**Objective:** Pull out and copy every line of the records below that contains the word "plant". Matching is case-sensitive.

**Material provided:**

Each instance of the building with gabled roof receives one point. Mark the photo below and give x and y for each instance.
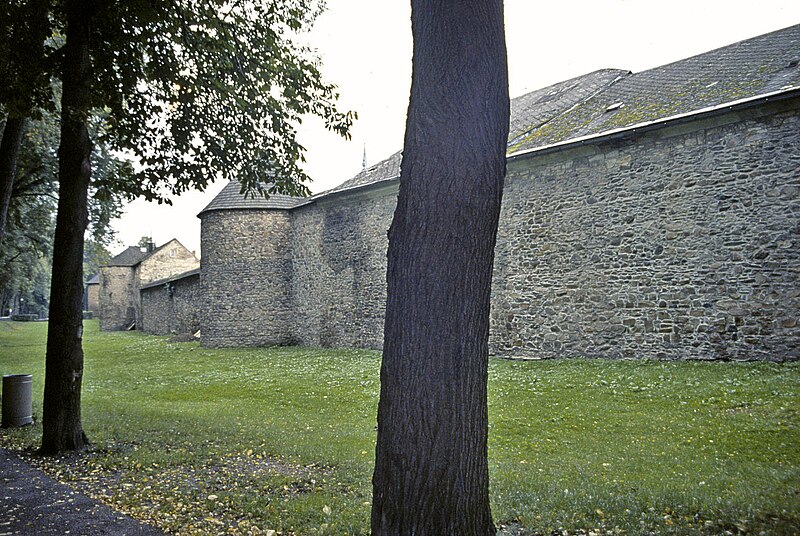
(650, 214)
(120, 305)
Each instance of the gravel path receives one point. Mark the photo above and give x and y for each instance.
(33, 503)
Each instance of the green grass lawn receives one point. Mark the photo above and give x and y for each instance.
(241, 441)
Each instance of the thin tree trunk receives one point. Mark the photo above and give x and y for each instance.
(61, 419)
(13, 132)
(431, 469)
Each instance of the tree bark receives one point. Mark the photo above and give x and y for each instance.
(61, 419)
(431, 469)
(13, 132)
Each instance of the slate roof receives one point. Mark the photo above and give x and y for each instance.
(757, 66)
(610, 99)
(132, 256)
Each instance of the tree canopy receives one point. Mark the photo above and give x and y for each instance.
(191, 91)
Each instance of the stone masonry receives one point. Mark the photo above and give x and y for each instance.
(679, 243)
(649, 215)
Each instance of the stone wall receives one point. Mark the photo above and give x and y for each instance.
(172, 307)
(670, 242)
(93, 298)
(339, 268)
(116, 298)
(679, 243)
(247, 268)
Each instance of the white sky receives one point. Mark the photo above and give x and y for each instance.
(365, 46)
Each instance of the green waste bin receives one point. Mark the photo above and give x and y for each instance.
(17, 400)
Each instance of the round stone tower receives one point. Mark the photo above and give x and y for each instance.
(246, 269)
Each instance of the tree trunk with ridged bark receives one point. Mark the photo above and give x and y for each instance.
(13, 131)
(61, 416)
(431, 470)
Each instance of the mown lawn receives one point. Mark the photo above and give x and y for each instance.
(241, 441)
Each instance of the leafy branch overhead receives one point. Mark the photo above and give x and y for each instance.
(200, 90)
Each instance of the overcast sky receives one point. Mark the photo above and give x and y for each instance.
(365, 46)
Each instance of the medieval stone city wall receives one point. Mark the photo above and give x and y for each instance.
(679, 243)
(116, 297)
(173, 307)
(339, 268)
(246, 281)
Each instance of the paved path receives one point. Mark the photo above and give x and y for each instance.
(33, 503)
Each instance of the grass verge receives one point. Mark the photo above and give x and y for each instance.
(241, 441)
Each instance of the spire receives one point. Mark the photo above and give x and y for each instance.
(364, 159)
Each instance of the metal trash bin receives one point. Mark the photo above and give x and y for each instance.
(17, 400)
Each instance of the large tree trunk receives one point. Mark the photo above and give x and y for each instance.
(13, 131)
(431, 470)
(61, 417)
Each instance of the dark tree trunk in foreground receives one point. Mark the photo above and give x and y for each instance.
(13, 131)
(61, 417)
(431, 470)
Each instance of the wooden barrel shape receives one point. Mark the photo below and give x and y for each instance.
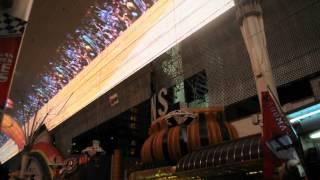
(146, 150)
(158, 145)
(116, 166)
(158, 125)
(209, 128)
(177, 142)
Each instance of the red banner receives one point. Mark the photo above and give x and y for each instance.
(9, 47)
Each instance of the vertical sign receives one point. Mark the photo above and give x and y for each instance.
(9, 47)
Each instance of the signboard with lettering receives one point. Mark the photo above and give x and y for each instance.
(9, 47)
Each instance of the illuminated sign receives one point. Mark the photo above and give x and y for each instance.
(157, 30)
(164, 25)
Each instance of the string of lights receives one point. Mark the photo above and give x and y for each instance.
(102, 24)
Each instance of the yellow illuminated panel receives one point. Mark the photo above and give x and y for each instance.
(165, 24)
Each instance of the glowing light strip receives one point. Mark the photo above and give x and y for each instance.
(8, 150)
(304, 113)
(164, 25)
(315, 135)
(161, 27)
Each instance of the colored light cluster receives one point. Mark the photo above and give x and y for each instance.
(102, 24)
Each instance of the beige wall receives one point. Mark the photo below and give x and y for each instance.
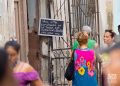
(7, 25)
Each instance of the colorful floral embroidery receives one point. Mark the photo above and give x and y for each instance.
(88, 64)
(91, 73)
(81, 71)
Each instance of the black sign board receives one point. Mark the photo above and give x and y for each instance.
(51, 27)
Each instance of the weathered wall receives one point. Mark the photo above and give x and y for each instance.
(7, 23)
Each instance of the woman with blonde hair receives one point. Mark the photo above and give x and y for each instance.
(84, 58)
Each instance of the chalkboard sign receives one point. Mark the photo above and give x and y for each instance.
(51, 27)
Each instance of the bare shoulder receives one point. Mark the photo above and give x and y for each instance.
(25, 67)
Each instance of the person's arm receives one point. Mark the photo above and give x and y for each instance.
(36, 80)
(96, 45)
(37, 83)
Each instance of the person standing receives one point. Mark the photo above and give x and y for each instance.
(6, 76)
(111, 71)
(117, 38)
(91, 43)
(84, 58)
(109, 36)
(24, 73)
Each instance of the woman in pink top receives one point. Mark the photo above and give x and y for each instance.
(23, 72)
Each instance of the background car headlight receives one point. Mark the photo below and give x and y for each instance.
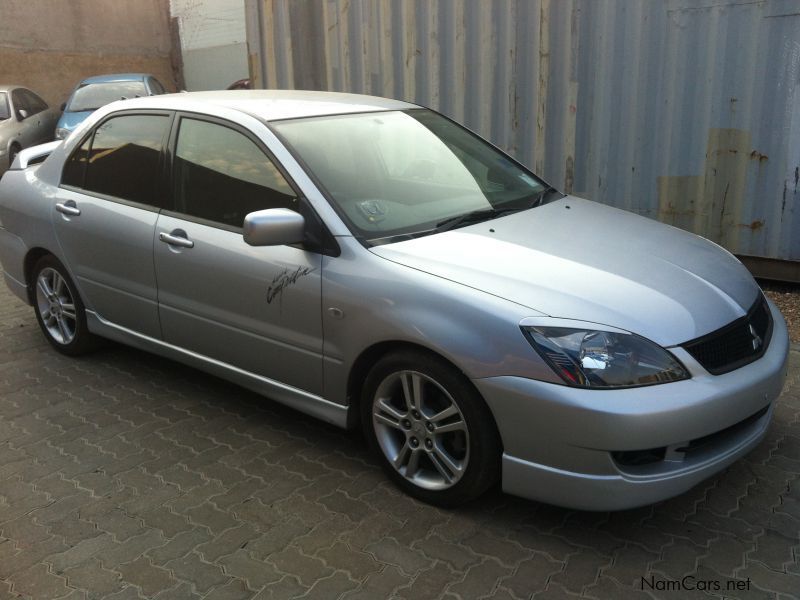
(604, 359)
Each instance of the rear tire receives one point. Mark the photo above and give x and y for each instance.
(59, 309)
(433, 433)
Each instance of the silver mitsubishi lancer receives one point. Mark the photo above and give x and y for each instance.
(374, 264)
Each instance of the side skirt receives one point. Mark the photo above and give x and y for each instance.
(311, 404)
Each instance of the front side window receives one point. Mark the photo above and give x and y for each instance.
(124, 158)
(398, 173)
(95, 95)
(221, 175)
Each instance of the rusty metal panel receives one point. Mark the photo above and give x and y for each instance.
(686, 111)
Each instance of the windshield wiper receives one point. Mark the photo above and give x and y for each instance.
(539, 199)
(475, 216)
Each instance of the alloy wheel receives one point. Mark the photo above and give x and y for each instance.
(421, 430)
(56, 306)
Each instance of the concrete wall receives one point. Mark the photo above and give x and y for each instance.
(214, 68)
(213, 42)
(49, 45)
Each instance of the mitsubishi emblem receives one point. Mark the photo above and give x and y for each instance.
(757, 341)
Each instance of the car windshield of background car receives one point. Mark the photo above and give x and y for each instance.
(95, 95)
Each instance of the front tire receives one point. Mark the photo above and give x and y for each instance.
(59, 309)
(433, 433)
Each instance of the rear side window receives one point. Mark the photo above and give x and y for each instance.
(35, 104)
(123, 159)
(221, 175)
(75, 167)
(4, 112)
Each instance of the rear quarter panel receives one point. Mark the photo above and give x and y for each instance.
(25, 216)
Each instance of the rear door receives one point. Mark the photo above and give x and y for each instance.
(255, 308)
(105, 215)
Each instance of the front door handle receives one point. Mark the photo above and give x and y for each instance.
(68, 208)
(176, 238)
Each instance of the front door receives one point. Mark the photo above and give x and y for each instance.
(254, 308)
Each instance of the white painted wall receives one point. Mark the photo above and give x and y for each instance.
(213, 42)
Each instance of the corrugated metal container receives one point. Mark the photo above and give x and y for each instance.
(686, 111)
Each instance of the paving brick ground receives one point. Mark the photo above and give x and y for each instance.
(123, 475)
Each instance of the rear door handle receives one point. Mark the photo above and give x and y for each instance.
(176, 238)
(68, 208)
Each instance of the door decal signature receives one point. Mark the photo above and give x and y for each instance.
(283, 280)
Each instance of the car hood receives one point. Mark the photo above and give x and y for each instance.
(581, 260)
(70, 120)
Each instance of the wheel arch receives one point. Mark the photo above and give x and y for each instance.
(371, 355)
(31, 258)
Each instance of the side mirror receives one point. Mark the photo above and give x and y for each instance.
(274, 227)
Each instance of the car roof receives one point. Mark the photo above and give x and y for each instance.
(115, 77)
(269, 105)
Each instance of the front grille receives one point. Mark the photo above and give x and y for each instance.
(735, 345)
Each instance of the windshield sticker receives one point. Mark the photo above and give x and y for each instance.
(283, 280)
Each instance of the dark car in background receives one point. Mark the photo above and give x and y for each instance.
(94, 92)
(25, 120)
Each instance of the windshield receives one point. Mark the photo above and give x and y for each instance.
(400, 173)
(4, 114)
(95, 95)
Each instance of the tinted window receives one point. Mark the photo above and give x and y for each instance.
(35, 104)
(4, 113)
(95, 95)
(75, 167)
(221, 175)
(123, 161)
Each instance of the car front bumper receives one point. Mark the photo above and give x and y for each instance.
(579, 448)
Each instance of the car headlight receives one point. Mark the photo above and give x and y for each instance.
(603, 359)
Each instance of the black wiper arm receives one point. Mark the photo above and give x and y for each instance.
(475, 216)
(539, 199)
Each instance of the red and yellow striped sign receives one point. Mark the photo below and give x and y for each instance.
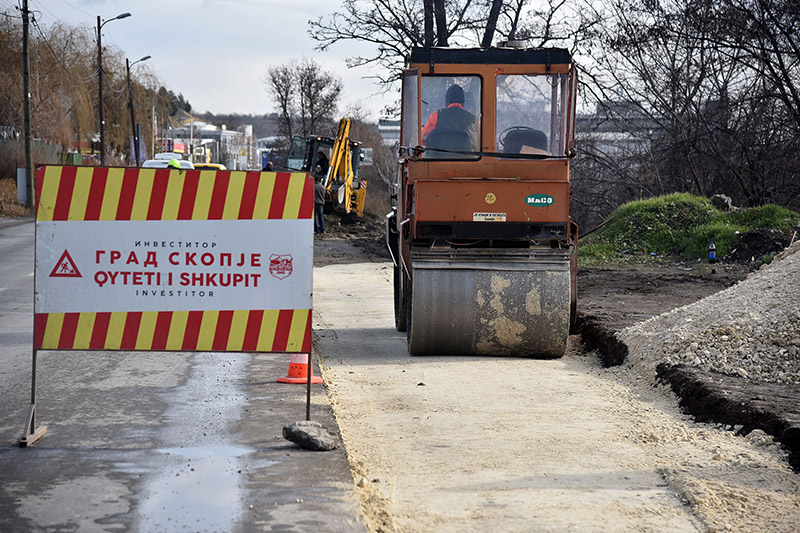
(76, 194)
(284, 330)
(102, 193)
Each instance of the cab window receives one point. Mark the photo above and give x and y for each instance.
(531, 114)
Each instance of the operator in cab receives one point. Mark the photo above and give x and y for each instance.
(451, 128)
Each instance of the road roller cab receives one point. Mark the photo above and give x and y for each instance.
(480, 234)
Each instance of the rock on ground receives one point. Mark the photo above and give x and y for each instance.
(311, 436)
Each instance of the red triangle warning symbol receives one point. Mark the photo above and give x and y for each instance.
(65, 268)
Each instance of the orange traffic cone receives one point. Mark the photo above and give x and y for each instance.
(298, 370)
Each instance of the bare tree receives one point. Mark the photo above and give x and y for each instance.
(717, 107)
(390, 28)
(306, 96)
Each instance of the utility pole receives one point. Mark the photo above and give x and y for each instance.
(130, 105)
(26, 106)
(128, 66)
(100, 81)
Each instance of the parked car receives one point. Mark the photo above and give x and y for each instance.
(210, 166)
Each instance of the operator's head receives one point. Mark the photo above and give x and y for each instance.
(455, 95)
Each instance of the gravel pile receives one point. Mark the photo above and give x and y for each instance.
(751, 329)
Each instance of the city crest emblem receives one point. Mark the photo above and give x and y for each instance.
(280, 266)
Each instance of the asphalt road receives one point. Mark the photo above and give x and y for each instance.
(155, 441)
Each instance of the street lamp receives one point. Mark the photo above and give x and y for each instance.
(100, 77)
(128, 66)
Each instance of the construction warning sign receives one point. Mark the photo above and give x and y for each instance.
(161, 259)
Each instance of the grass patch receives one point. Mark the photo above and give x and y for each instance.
(678, 226)
(9, 207)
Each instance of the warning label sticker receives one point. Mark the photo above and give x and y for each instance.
(65, 267)
(488, 217)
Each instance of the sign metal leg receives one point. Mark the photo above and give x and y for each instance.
(32, 433)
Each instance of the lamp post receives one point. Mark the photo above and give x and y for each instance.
(135, 137)
(100, 78)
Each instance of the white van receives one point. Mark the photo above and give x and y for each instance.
(161, 160)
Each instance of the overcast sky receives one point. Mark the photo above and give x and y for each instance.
(216, 52)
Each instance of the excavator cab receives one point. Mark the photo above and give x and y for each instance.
(485, 252)
(344, 189)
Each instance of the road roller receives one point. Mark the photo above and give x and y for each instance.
(484, 251)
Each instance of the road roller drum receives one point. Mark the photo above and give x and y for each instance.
(503, 306)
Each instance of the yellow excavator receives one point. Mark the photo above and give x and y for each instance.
(336, 161)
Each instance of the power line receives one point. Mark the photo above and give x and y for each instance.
(76, 9)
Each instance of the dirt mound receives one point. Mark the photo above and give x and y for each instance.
(753, 245)
(750, 330)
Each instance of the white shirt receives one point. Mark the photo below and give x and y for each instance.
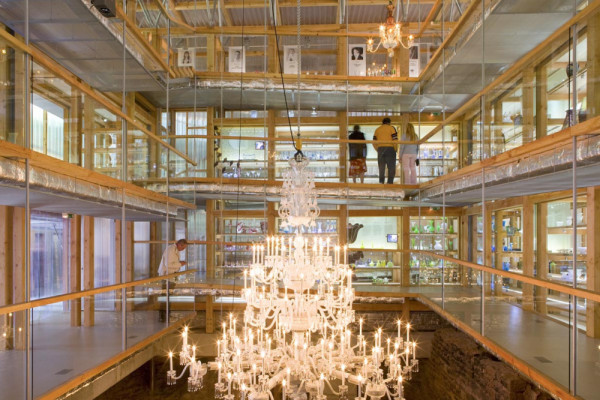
(169, 263)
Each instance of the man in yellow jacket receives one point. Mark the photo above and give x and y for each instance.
(386, 152)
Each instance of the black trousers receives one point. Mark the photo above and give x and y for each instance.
(386, 157)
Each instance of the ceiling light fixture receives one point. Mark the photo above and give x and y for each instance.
(390, 35)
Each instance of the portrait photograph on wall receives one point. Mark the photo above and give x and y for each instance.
(290, 59)
(237, 59)
(186, 57)
(414, 62)
(357, 60)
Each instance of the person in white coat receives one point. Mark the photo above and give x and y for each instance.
(170, 261)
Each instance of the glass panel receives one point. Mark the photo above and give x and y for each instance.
(533, 337)
(72, 337)
(146, 310)
(12, 355)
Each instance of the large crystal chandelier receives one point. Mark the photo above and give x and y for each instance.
(296, 330)
(390, 35)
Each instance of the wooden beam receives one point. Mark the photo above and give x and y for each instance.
(528, 105)
(437, 6)
(88, 270)
(75, 268)
(541, 101)
(593, 260)
(528, 234)
(19, 274)
(540, 292)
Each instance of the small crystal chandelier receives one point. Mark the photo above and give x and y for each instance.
(390, 35)
(295, 334)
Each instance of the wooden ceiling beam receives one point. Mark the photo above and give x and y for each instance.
(233, 4)
(354, 30)
(430, 17)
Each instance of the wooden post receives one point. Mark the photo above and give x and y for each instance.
(88, 133)
(593, 260)
(593, 66)
(342, 56)
(528, 253)
(88, 269)
(210, 53)
(130, 267)
(210, 316)
(19, 274)
(541, 100)
(6, 255)
(210, 237)
(210, 143)
(271, 162)
(75, 267)
(528, 105)
(271, 218)
(405, 235)
(541, 293)
(272, 56)
(343, 134)
(463, 249)
(487, 246)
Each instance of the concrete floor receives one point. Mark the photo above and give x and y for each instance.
(61, 352)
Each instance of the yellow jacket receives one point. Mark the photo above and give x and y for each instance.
(386, 133)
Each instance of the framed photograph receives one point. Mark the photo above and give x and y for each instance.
(357, 59)
(186, 57)
(237, 59)
(414, 62)
(290, 59)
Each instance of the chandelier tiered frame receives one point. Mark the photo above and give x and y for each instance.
(295, 334)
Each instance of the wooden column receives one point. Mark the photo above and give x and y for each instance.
(405, 235)
(88, 133)
(210, 316)
(88, 269)
(210, 143)
(75, 267)
(541, 293)
(129, 267)
(528, 251)
(593, 66)
(463, 249)
(541, 101)
(271, 162)
(75, 128)
(487, 246)
(402, 60)
(272, 56)
(19, 274)
(6, 224)
(528, 105)
(210, 238)
(210, 53)
(343, 134)
(6, 255)
(343, 225)
(593, 260)
(271, 218)
(342, 56)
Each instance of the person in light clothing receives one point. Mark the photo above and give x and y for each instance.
(170, 261)
(409, 155)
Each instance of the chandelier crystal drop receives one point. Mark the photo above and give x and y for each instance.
(296, 330)
(390, 35)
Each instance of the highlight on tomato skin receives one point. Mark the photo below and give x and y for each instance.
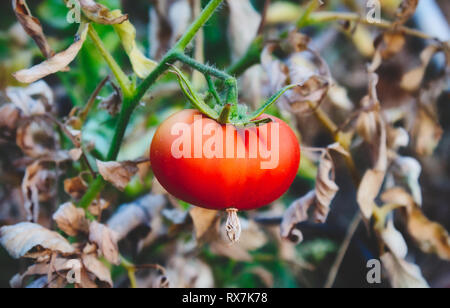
(222, 167)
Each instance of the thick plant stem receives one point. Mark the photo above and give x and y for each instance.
(132, 97)
(121, 77)
(197, 24)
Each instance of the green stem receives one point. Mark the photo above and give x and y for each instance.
(312, 6)
(197, 25)
(250, 58)
(212, 89)
(121, 77)
(225, 114)
(271, 101)
(94, 188)
(230, 82)
(132, 98)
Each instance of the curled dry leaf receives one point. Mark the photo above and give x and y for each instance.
(32, 27)
(389, 44)
(100, 14)
(304, 67)
(431, 236)
(326, 188)
(372, 127)
(136, 215)
(9, 120)
(142, 65)
(37, 139)
(56, 63)
(96, 267)
(427, 133)
(37, 186)
(403, 274)
(405, 11)
(296, 213)
(106, 241)
(113, 103)
(412, 80)
(36, 99)
(320, 199)
(45, 271)
(71, 220)
(394, 240)
(20, 240)
(118, 174)
(168, 21)
(75, 187)
(205, 222)
(406, 171)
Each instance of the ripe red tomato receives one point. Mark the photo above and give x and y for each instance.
(227, 181)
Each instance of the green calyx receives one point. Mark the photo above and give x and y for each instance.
(230, 112)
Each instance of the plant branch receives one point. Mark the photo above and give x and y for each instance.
(121, 77)
(132, 97)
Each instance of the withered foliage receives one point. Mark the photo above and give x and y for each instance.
(349, 113)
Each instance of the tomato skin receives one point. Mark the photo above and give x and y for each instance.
(228, 182)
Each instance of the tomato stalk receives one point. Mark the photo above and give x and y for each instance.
(132, 95)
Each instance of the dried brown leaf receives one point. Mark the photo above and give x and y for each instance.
(403, 274)
(427, 133)
(96, 267)
(106, 240)
(19, 240)
(71, 220)
(46, 272)
(32, 26)
(405, 11)
(37, 186)
(36, 99)
(368, 190)
(296, 213)
(390, 44)
(412, 80)
(372, 127)
(9, 119)
(75, 187)
(430, 236)
(56, 63)
(306, 69)
(138, 214)
(118, 173)
(37, 139)
(394, 240)
(326, 188)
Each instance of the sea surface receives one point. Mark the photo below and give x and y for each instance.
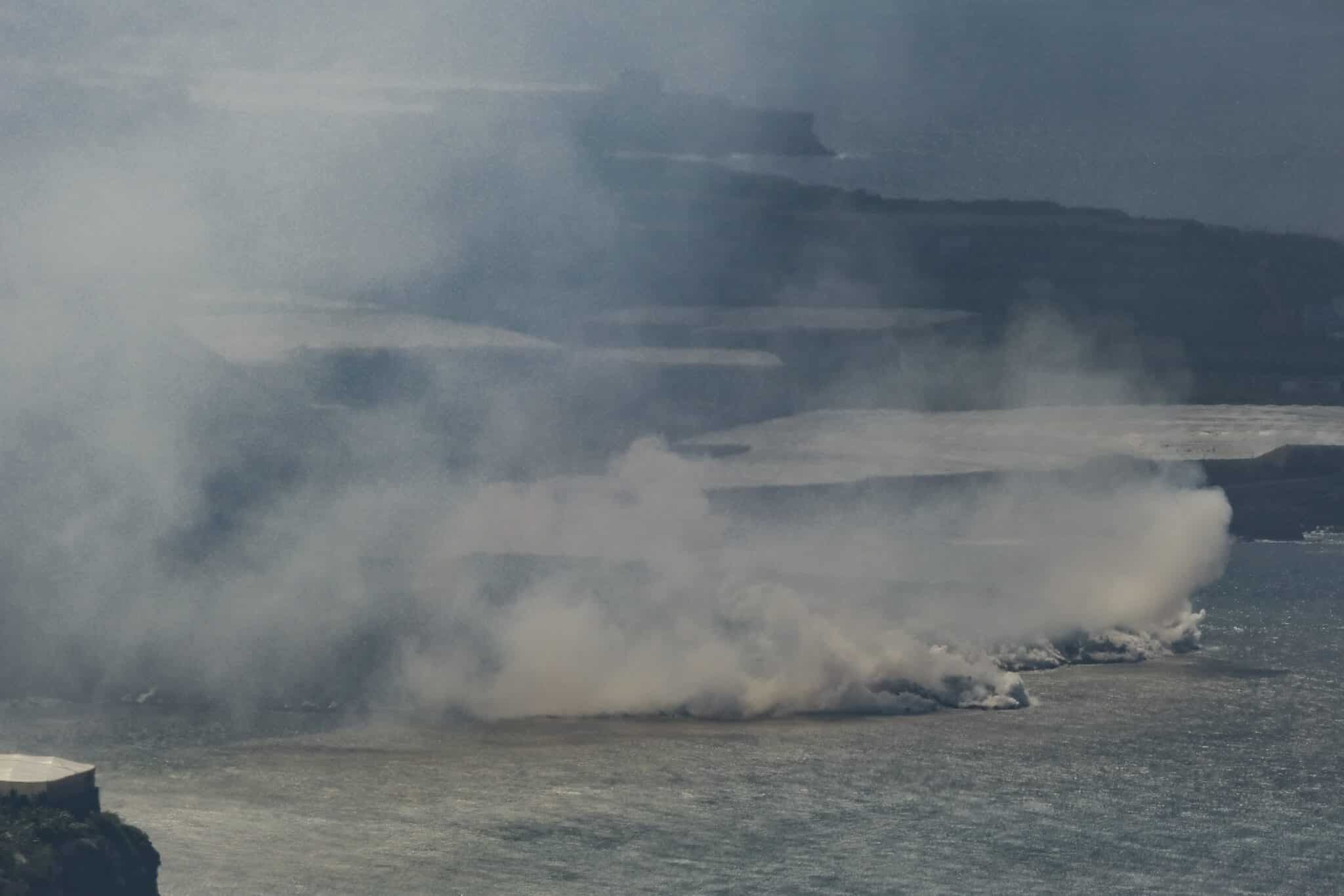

**The result:**
Each instance of the thick plant stem receives one point. Mark the photo above and give x and y for each instance.
Each instance of the plant branch receives one point. Mark the photo above and give x and y for each instance.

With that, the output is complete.